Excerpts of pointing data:

■ ■ ■ ■ ■

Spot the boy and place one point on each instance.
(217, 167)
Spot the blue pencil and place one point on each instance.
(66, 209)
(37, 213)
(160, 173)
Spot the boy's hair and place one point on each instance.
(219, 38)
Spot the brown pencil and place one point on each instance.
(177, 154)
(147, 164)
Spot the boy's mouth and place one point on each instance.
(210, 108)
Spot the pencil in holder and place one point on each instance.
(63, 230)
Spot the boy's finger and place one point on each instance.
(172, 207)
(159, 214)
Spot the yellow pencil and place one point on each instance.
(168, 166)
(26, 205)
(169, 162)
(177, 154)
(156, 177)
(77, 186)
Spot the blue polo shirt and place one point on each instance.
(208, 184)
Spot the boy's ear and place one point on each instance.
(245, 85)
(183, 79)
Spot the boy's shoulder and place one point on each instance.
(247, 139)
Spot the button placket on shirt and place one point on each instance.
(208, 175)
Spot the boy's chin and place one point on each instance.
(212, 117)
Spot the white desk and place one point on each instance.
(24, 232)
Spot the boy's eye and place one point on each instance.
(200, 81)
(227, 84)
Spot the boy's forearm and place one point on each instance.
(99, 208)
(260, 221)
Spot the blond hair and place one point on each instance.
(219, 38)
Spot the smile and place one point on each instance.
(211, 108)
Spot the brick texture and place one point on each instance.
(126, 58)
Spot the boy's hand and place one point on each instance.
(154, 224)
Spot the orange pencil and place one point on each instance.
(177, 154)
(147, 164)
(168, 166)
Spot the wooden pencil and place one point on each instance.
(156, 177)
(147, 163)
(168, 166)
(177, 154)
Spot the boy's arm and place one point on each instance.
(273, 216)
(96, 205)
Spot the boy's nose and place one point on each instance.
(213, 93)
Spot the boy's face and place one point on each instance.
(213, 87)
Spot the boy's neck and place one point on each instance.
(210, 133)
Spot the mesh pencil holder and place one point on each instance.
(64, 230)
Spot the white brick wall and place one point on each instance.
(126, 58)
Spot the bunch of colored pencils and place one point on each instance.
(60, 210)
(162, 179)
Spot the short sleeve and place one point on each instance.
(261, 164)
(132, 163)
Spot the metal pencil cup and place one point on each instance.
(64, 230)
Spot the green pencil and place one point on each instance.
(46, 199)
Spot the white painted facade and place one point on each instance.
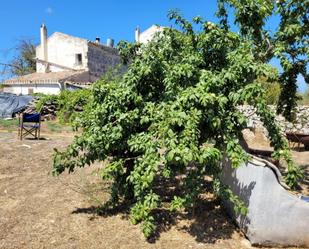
(63, 59)
(25, 89)
(64, 52)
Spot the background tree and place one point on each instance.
(23, 61)
(289, 43)
(174, 116)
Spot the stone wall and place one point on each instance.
(301, 124)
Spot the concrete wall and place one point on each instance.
(37, 88)
(101, 58)
(62, 50)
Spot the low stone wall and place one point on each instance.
(300, 125)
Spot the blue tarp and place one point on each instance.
(11, 103)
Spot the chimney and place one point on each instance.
(110, 43)
(97, 40)
(137, 34)
(44, 54)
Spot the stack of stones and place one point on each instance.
(301, 124)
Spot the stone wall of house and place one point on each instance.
(101, 58)
(301, 123)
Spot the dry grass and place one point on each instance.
(38, 210)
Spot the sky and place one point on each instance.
(115, 19)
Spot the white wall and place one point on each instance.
(38, 88)
(62, 50)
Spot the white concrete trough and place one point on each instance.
(276, 217)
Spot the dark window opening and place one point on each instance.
(78, 59)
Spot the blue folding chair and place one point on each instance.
(29, 124)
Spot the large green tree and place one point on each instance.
(174, 114)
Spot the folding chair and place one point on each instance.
(29, 124)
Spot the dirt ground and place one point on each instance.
(38, 210)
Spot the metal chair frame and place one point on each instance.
(33, 129)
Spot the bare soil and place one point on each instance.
(38, 210)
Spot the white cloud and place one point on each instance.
(49, 10)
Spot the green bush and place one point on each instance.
(69, 104)
(272, 91)
(174, 115)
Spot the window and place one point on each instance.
(30, 91)
(78, 59)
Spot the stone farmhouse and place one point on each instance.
(65, 62)
(68, 62)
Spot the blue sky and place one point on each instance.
(107, 19)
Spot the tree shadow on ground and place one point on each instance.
(207, 222)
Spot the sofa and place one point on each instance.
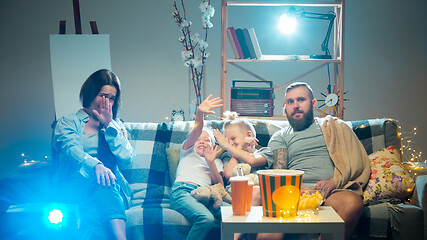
(150, 215)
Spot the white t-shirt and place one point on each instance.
(193, 168)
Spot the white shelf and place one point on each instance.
(283, 3)
(337, 62)
(284, 58)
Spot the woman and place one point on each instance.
(89, 146)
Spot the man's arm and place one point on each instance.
(280, 158)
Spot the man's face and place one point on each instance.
(299, 108)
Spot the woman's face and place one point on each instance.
(202, 143)
(107, 91)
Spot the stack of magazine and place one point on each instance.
(244, 43)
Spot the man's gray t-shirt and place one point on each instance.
(306, 151)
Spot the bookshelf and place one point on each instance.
(337, 61)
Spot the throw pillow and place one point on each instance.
(173, 156)
(173, 159)
(389, 178)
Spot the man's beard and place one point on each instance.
(304, 122)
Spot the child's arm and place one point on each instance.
(238, 153)
(210, 156)
(228, 169)
(204, 108)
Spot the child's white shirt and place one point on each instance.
(194, 168)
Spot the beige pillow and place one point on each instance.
(389, 178)
(173, 156)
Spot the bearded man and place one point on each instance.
(328, 152)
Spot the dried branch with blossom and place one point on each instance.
(194, 53)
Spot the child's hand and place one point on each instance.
(208, 104)
(210, 154)
(222, 141)
(249, 143)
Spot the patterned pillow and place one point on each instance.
(389, 178)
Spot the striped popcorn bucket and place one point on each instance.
(280, 192)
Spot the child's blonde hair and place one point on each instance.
(232, 118)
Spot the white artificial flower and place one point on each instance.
(210, 11)
(186, 55)
(203, 6)
(188, 63)
(195, 38)
(206, 24)
(203, 45)
(197, 62)
(185, 24)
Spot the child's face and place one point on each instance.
(202, 143)
(235, 135)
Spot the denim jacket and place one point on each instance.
(67, 148)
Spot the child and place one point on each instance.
(197, 167)
(239, 140)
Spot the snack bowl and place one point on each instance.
(311, 199)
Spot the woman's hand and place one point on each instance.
(210, 154)
(104, 175)
(104, 113)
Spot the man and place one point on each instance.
(328, 152)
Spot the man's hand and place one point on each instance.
(222, 141)
(104, 113)
(329, 184)
(104, 175)
(208, 104)
(249, 143)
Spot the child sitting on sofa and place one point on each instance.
(239, 140)
(197, 167)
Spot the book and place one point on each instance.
(255, 43)
(233, 45)
(236, 42)
(249, 43)
(242, 42)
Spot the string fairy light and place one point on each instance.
(410, 153)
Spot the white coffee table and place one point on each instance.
(326, 222)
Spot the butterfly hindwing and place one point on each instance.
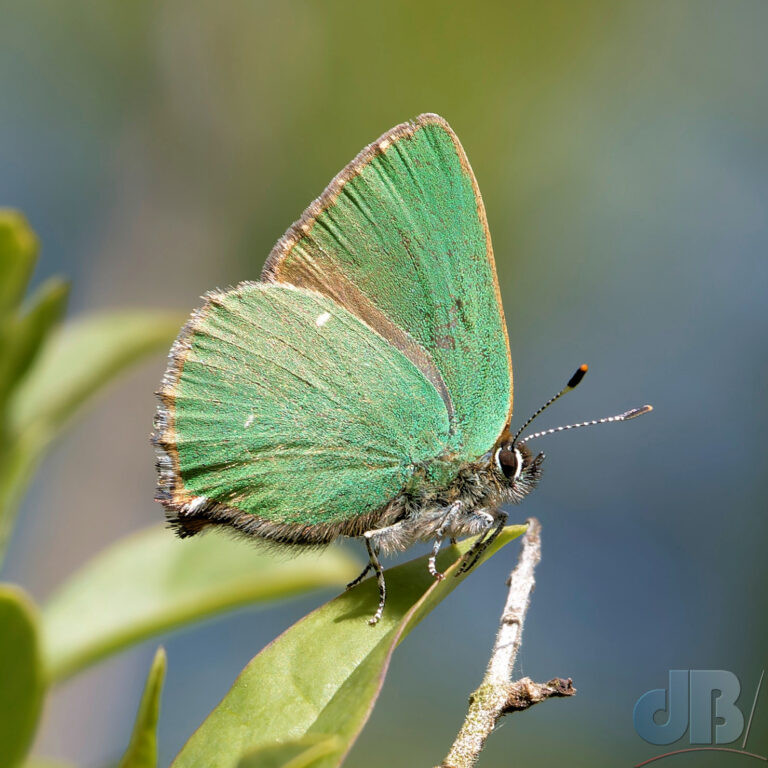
(281, 406)
(400, 238)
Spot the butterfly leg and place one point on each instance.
(356, 581)
(376, 565)
(448, 519)
(486, 538)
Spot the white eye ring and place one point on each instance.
(518, 465)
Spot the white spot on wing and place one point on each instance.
(195, 504)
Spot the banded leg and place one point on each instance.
(486, 538)
(356, 581)
(376, 565)
(453, 510)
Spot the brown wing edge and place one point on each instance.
(300, 228)
(188, 514)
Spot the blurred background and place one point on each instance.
(159, 150)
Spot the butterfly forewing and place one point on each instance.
(400, 238)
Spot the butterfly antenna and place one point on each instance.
(573, 382)
(626, 416)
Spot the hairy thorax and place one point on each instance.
(424, 511)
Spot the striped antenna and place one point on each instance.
(573, 382)
(626, 416)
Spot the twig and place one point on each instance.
(496, 695)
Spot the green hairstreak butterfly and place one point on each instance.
(363, 387)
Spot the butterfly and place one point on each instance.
(362, 387)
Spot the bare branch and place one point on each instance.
(496, 695)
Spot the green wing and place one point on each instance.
(281, 404)
(400, 239)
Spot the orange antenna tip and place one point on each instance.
(575, 380)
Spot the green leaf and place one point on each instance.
(22, 682)
(323, 675)
(83, 357)
(142, 751)
(18, 254)
(152, 582)
(76, 362)
(26, 333)
(306, 752)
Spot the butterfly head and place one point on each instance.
(513, 458)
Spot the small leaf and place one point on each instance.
(22, 682)
(152, 582)
(26, 333)
(77, 361)
(18, 254)
(306, 752)
(323, 675)
(142, 751)
(83, 357)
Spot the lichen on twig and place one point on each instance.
(497, 695)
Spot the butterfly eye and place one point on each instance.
(510, 462)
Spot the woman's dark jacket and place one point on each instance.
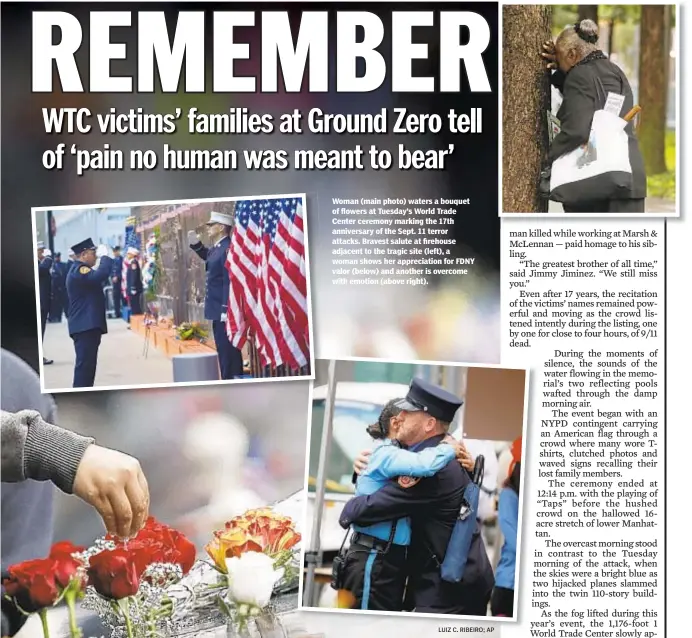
(584, 89)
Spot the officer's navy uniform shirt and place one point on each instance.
(390, 461)
(433, 505)
(87, 301)
(44, 276)
(216, 294)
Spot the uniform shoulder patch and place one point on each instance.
(407, 481)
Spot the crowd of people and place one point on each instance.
(410, 495)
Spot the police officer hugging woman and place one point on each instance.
(407, 503)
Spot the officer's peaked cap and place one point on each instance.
(430, 398)
(87, 244)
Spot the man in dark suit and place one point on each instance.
(117, 279)
(433, 504)
(87, 318)
(585, 76)
(45, 263)
(216, 293)
(134, 282)
(58, 276)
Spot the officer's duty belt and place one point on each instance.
(369, 541)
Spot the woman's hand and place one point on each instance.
(549, 55)
(361, 462)
(463, 455)
(114, 484)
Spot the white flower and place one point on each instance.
(251, 578)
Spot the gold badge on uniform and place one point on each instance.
(407, 481)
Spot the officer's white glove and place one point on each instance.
(361, 461)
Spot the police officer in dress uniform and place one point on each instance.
(45, 263)
(216, 294)
(116, 280)
(87, 318)
(134, 282)
(433, 504)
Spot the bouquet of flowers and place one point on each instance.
(37, 585)
(257, 554)
(191, 330)
(151, 585)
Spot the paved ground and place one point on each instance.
(121, 358)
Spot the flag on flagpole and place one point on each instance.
(268, 290)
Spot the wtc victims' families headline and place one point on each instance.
(240, 121)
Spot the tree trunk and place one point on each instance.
(653, 85)
(611, 37)
(525, 103)
(588, 12)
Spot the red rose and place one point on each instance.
(158, 543)
(32, 584)
(113, 574)
(66, 564)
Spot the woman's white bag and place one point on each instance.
(598, 170)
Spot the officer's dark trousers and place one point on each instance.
(230, 358)
(136, 305)
(502, 602)
(376, 579)
(86, 349)
(117, 298)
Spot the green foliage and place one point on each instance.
(663, 184)
(191, 330)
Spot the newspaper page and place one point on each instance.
(332, 319)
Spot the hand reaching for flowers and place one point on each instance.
(114, 484)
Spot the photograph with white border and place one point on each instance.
(413, 489)
(590, 110)
(185, 292)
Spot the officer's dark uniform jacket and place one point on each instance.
(87, 301)
(433, 505)
(216, 294)
(44, 283)
(584, 89)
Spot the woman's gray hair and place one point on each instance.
(581, 36)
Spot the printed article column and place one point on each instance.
(583, 307)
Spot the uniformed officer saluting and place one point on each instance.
(433, 504)
(87, 318)
(216, 293)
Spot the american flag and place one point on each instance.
(268, 291)
(131, 241)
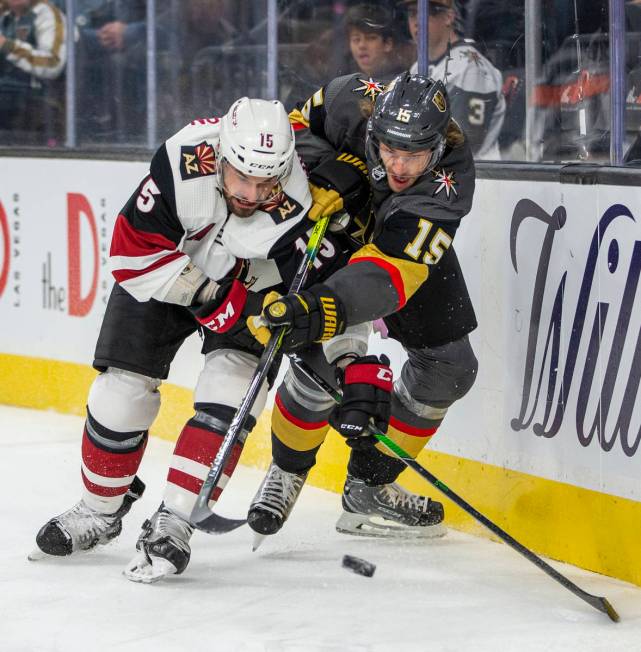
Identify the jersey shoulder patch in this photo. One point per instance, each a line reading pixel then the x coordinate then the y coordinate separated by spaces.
pixel 197 161
pixel 282 207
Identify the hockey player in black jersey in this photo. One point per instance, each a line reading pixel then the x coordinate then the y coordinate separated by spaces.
pixel 218 221
pixel 403 269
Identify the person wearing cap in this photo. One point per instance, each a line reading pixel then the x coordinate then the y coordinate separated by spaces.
pixel 370 34
pixel 474 85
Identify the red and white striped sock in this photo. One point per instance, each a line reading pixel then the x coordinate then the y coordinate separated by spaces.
pixel 110 461
pixel 193 455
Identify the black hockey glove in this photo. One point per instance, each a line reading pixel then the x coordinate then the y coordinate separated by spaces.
pixel 227 312
pixel 312 315
pixel 367 390
pixel 338 184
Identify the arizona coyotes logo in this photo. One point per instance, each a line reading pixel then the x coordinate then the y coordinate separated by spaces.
pixel 370 88
pixel 280 206
pixel 439 101
pixel 197 161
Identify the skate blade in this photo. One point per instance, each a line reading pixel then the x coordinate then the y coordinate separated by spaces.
pixel 364 526
pixel 258 541
pixel 141 571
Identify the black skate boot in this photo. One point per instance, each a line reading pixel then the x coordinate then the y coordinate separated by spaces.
pixel 82 528
pixel 163 548
pixel 274 501
pixel 388 510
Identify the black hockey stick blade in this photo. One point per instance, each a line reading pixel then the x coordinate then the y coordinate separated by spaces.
pixel 215 524
pixel 598 602
pixel 606 607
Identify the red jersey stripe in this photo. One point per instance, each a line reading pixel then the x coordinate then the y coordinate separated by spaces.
pixel 411 430
pixel 122 275
pixel 395 276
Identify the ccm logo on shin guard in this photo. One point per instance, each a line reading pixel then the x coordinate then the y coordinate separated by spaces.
pixel 385 374
pixel 219 319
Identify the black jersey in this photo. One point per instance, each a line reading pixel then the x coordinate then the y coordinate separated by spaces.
pixel 405 268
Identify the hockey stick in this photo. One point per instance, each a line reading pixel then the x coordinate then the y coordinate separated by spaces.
pixel 202 516
pixel 598 602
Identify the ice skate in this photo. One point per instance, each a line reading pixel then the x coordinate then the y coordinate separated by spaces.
pixel 273 501
pixel 163 548
pixel 82 528
pixel 388 510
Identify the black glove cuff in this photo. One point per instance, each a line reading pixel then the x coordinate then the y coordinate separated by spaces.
pixel 331 314
pixel 347 175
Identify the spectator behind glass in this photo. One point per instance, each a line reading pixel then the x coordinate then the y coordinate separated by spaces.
pixel 370 34
pixel 32 49
pixel 473 83
pixel 111 69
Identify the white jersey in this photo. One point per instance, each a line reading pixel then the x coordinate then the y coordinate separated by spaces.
pixel 475 88
pixel 178 215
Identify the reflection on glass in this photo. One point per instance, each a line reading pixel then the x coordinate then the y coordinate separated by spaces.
pixel 209 52
pixel 32 59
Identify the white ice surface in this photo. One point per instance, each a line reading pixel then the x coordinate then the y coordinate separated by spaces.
pixel 455 594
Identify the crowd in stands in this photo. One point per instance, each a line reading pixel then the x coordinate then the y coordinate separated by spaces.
pixel 209 51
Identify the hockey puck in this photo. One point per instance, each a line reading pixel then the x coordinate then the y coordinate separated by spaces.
pixel 359 566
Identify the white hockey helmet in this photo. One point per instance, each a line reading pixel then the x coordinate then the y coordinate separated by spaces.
pixel 257 139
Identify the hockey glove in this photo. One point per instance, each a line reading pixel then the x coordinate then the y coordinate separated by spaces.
pixel 312 315
pixel 338 184
pixel 227 312
pixel 367 389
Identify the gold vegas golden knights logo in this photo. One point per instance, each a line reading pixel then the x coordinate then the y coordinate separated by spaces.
pixel 277 309
pixel 439 101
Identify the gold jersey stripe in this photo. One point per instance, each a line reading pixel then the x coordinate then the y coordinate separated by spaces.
pixel 298 439
pixel 413 445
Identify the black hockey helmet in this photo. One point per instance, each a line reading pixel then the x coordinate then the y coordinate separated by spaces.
pixel 412 114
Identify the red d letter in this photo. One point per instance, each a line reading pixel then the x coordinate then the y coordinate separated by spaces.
pixel 78 204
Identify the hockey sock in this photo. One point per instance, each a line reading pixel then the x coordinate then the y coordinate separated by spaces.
pixel 297 433
pixel 110 460
pixel 194 453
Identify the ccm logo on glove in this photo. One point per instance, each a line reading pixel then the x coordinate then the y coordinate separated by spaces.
pixel 221 314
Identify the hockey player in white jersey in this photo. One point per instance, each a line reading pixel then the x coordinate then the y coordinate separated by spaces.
pixel 474 85
pixel 222 210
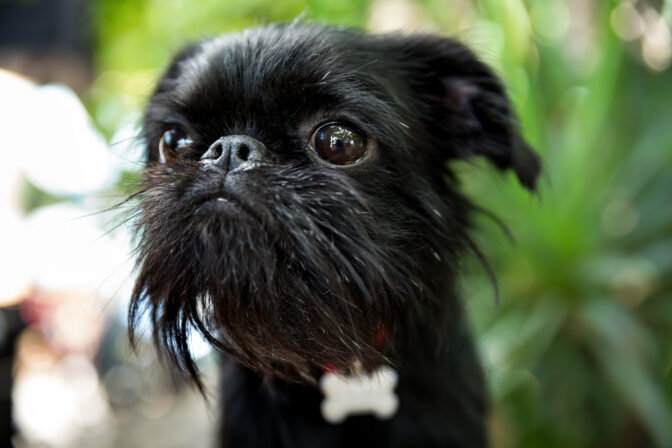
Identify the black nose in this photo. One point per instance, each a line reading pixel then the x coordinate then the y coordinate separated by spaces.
pixel 235 151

■ ■ ■ ■ ■

Extract the lines beginning with the one that contains "Identify the ccm logo on glove" and ending with the last line of the listing. Keep them exact and drop the pictures.

> Written response
Identify the ccm logo on glove in this photo. One point per instance, each a line reading pixel then the x coordinate then the y coordinate separated by spaces.
pixel 221 314
Identify the hockey player in white jersey in this photo. One point per instance, each a line reading pixel then the x coordinate then the y coordinate separated by spaces.
pixel 474 85
pixel 222 210
Identify the black nose in this photo. One point per instance, each a line reading pixel then the x coordinate then the y coordinate separated by spaces.
pixel 235 151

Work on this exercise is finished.